[Work instructions]: With the pictures omitted, output word for word the lines from the one containing "the green fish" through the end of the records.

[Provided data]:
-- -- --
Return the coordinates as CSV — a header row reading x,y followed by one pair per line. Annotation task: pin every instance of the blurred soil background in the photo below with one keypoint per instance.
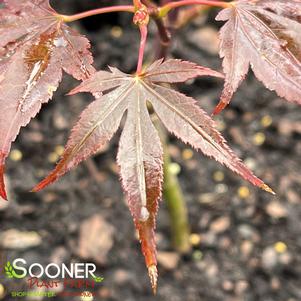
x,y
246,243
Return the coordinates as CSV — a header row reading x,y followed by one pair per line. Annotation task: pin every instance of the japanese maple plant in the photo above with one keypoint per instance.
x,y
37,45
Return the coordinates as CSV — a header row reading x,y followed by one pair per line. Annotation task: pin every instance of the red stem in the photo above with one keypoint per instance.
x,y
110,9
143,34
176,4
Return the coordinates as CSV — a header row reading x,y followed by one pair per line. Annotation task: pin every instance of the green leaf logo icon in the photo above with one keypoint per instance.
x,y
9,270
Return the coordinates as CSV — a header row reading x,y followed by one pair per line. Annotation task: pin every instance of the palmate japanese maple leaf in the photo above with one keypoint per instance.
x,y
265,34
35,46
140,151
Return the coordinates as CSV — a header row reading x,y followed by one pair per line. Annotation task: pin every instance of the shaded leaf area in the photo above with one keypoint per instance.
x,y
35,47
266,35
140,152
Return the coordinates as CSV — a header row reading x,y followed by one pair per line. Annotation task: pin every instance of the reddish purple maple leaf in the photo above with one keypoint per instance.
x,y
265,34
140,151
35,47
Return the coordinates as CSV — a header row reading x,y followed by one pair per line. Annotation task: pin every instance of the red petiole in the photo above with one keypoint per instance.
x,y
171,5
143,34
104,10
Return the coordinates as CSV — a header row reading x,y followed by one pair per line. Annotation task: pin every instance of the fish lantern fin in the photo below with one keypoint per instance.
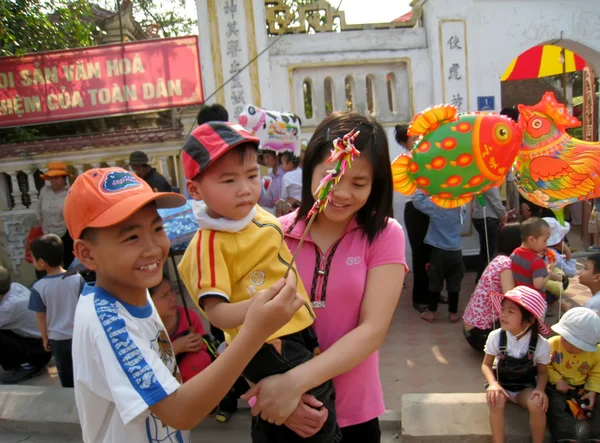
x,y
560,215
403,183
556,111
431,119
450,203
480,199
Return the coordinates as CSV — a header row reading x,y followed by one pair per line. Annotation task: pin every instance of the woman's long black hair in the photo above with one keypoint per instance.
x,y
372,144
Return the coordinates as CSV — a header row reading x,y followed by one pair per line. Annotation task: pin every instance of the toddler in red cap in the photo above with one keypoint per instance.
x,y
516,359
238,250
127,384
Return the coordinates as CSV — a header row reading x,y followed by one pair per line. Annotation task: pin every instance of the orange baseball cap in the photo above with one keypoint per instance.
x,y
104,197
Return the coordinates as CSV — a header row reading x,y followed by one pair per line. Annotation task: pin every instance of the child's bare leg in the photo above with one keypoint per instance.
x,y
537,416
496,414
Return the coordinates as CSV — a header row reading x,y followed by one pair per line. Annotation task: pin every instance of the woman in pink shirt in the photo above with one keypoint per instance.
x,y
353,264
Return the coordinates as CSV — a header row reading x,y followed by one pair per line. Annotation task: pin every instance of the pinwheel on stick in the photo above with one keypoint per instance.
x,y
342,154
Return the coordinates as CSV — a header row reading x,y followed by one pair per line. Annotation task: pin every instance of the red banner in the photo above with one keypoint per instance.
x,y
99,81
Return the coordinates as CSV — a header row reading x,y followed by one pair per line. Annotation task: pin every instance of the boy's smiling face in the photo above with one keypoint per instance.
x,y
588,276
127,257
231,186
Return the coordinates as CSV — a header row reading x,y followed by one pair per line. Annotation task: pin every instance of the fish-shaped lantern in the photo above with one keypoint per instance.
x,y
553,169
458,156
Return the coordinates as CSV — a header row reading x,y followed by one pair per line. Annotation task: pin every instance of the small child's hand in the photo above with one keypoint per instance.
x,y
494,394
591,396
542,399
272,308
562,386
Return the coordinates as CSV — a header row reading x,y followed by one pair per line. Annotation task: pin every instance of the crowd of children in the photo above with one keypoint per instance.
x,y
556,380
125,346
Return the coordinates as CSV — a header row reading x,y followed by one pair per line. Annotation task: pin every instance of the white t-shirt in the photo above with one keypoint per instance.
x,y
517,348
292,185
594,302
123,363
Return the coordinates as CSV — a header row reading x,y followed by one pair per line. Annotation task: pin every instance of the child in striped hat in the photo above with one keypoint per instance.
x,y
516,359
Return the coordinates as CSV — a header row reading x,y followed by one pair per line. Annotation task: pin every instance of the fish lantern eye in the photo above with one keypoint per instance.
x,y
502,133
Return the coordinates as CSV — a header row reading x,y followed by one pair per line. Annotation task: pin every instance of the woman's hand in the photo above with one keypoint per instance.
x,y
188,343
542,399
494,393
590,395
277,397
562,386
308,418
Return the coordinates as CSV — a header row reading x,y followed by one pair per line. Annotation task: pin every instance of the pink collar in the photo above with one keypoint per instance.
x,y
297,228
260,122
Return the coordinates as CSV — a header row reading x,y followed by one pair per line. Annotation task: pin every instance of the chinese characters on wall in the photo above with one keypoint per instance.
x,y
234,50
454,64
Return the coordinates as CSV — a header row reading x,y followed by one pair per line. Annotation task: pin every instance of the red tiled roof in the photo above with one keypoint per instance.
x,y
57,145
404,18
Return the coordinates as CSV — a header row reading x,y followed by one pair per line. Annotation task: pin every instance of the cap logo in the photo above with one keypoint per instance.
x,y
115,181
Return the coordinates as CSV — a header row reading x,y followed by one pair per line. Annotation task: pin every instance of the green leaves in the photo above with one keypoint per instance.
x,y
33,26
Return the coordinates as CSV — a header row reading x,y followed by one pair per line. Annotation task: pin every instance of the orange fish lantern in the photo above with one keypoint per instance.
x,y
458,157
553,169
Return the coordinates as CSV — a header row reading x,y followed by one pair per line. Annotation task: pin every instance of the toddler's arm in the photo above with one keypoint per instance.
x,y
542,377
225,315
487,369
41,320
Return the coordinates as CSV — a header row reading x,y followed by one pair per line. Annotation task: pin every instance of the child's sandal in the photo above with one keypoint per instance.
x,y
428,316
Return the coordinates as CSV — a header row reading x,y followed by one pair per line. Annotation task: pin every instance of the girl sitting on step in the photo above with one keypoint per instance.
x,y
516,358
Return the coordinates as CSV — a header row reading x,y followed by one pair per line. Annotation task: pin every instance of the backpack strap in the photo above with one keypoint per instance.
x,y
532,346
502,349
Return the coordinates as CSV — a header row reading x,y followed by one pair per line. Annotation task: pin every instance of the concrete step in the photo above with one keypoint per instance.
x,y
458,418
42,412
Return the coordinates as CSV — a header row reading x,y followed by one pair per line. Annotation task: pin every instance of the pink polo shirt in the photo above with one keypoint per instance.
x,y
336,283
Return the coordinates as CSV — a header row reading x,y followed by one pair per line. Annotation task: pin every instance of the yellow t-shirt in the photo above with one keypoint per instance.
x,y
236,265
575,369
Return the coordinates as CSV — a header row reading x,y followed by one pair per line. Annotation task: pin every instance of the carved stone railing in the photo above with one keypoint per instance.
x,y
22,164
320,16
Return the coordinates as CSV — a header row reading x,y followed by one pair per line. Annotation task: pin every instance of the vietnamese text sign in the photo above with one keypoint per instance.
x,y
99,81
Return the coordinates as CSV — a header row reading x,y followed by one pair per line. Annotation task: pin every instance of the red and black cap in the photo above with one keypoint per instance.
x,y
210,141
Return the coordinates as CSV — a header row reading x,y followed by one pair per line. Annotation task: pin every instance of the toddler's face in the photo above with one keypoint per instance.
x,y
569,347
538,244
587,276
511,318
230,187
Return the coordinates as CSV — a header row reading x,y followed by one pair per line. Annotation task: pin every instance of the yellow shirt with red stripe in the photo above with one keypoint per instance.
x,y
236,265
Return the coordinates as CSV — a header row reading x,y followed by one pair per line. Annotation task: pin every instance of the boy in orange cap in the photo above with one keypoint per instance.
x,y
127,385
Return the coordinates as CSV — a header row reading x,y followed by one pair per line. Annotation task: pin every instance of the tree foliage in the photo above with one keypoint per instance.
x,y
28,26
32,26
43,25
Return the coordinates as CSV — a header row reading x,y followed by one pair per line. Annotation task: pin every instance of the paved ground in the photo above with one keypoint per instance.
x,y
419,357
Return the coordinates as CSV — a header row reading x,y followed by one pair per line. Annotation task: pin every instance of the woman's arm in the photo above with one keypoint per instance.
x,y
278,396
507,281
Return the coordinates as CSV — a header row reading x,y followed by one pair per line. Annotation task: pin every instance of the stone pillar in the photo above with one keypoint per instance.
x,y
232,33
164,169
16,193
33,194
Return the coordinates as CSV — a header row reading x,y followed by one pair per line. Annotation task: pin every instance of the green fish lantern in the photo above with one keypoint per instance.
x,y
458,157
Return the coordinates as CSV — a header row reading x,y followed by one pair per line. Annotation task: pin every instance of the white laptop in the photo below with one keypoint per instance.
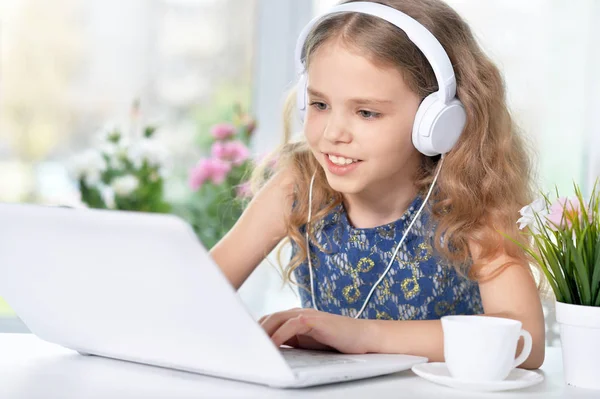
-- -- --
[Answer to the exercise]:
Return the coordinates as CSV — a header row reading x,y followed by one pair per line. Annotation task: pin every instance of the green fish lantern in the photo above with one keypoint per instance.
x,y
458,157
Return the coordinates as CSV — a header row reading x,y followed by one pair per line. Annotation task: pin every instance of the white laptop in the photo below with one keypoint per instance.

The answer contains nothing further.